## RECORDS FOR THE EXERCISE
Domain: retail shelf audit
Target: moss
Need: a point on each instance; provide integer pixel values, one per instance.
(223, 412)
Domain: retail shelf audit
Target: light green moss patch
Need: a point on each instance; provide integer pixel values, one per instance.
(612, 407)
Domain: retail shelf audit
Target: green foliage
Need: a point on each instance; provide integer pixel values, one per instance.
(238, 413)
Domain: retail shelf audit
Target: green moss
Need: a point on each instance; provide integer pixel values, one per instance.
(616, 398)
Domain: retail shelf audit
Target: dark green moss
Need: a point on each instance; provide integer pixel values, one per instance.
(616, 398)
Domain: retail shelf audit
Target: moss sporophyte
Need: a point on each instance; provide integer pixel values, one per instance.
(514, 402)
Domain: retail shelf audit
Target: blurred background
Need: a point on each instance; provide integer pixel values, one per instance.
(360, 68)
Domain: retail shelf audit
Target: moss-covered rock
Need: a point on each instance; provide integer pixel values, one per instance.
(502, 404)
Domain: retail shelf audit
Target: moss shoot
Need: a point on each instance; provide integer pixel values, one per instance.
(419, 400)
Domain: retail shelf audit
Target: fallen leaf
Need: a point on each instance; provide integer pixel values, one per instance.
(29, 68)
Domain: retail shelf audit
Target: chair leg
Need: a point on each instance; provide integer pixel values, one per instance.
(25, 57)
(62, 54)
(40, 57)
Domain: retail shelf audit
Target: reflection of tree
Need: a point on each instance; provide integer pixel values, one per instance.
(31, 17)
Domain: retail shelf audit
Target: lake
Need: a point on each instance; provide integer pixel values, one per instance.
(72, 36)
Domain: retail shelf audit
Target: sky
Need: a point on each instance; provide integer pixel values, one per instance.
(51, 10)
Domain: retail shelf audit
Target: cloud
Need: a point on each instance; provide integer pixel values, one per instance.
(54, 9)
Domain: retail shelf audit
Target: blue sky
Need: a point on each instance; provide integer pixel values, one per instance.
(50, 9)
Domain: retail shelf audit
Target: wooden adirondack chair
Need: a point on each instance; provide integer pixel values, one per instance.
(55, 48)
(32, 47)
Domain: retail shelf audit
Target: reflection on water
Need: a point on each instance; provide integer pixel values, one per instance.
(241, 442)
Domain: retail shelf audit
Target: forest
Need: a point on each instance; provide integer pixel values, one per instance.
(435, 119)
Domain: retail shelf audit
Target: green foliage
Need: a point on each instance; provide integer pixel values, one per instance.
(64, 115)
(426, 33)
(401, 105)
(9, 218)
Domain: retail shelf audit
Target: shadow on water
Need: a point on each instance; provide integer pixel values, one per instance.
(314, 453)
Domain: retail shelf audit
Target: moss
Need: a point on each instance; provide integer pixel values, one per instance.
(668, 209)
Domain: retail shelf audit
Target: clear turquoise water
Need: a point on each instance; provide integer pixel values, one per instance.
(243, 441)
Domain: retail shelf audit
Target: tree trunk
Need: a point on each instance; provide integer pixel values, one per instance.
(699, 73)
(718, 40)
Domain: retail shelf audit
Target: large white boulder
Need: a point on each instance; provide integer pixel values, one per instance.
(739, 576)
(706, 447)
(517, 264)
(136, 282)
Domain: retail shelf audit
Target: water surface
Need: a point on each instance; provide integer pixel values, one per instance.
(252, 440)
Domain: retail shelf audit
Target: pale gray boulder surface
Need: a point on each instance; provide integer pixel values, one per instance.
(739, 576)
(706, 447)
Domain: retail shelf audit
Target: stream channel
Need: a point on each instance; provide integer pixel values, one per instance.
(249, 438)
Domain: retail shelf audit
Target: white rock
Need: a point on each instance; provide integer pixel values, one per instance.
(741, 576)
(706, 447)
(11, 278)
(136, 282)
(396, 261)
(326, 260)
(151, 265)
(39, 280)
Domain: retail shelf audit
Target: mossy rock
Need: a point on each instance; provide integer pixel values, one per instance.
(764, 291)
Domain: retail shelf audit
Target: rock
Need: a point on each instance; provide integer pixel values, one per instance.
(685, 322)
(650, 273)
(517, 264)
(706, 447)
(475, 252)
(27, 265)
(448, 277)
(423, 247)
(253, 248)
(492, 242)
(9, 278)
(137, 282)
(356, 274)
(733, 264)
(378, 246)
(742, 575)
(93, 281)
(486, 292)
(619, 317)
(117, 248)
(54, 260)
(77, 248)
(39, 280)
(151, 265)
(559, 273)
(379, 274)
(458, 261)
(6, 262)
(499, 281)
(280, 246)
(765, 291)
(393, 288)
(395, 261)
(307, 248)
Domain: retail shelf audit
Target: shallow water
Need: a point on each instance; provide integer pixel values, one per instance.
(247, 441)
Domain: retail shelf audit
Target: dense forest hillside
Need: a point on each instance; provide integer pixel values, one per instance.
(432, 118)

...

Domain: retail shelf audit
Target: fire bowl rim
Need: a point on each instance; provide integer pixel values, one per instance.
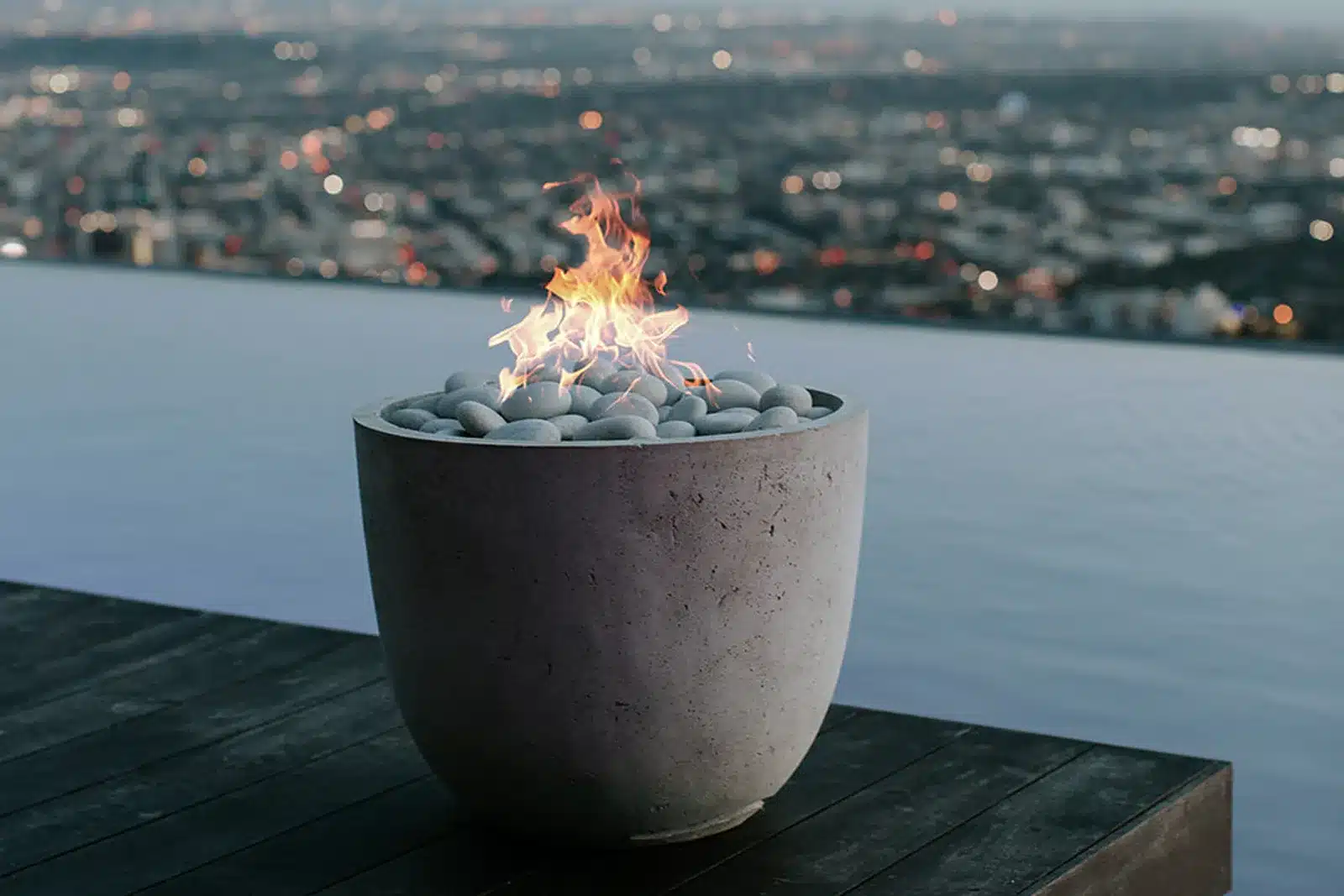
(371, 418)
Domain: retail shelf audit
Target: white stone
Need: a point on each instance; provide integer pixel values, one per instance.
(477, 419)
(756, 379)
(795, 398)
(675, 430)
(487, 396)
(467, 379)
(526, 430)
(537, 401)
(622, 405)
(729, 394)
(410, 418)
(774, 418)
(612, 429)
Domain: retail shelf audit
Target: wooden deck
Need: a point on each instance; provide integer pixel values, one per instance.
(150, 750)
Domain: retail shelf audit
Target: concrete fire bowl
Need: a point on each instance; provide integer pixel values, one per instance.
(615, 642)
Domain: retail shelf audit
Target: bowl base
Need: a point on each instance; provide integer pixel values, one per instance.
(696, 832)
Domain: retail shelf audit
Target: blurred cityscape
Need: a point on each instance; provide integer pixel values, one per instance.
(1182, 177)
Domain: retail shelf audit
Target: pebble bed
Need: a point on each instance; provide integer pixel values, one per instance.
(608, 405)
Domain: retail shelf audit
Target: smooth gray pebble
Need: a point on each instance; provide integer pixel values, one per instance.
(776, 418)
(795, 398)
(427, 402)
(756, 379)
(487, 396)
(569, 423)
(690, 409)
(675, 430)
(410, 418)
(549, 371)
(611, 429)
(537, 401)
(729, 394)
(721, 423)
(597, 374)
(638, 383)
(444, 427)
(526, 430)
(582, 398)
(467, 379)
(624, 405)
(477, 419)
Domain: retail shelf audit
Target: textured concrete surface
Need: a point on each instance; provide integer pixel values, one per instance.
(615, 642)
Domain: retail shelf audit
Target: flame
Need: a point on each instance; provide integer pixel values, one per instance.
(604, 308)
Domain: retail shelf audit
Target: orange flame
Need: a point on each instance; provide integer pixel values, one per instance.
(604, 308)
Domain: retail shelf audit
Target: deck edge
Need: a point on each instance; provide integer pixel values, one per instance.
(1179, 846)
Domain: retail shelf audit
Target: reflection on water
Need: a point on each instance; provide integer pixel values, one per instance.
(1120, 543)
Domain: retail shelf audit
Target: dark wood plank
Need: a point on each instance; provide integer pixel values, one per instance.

## PROBLEM
Show each line of the rows above that contains the word "water"; case counts.

## RESULT BELOW
Target: reflection on water
Target: shadow on water
Target: clear turquoise water
Target: water surface
Target: shallow water
Target: reflection on water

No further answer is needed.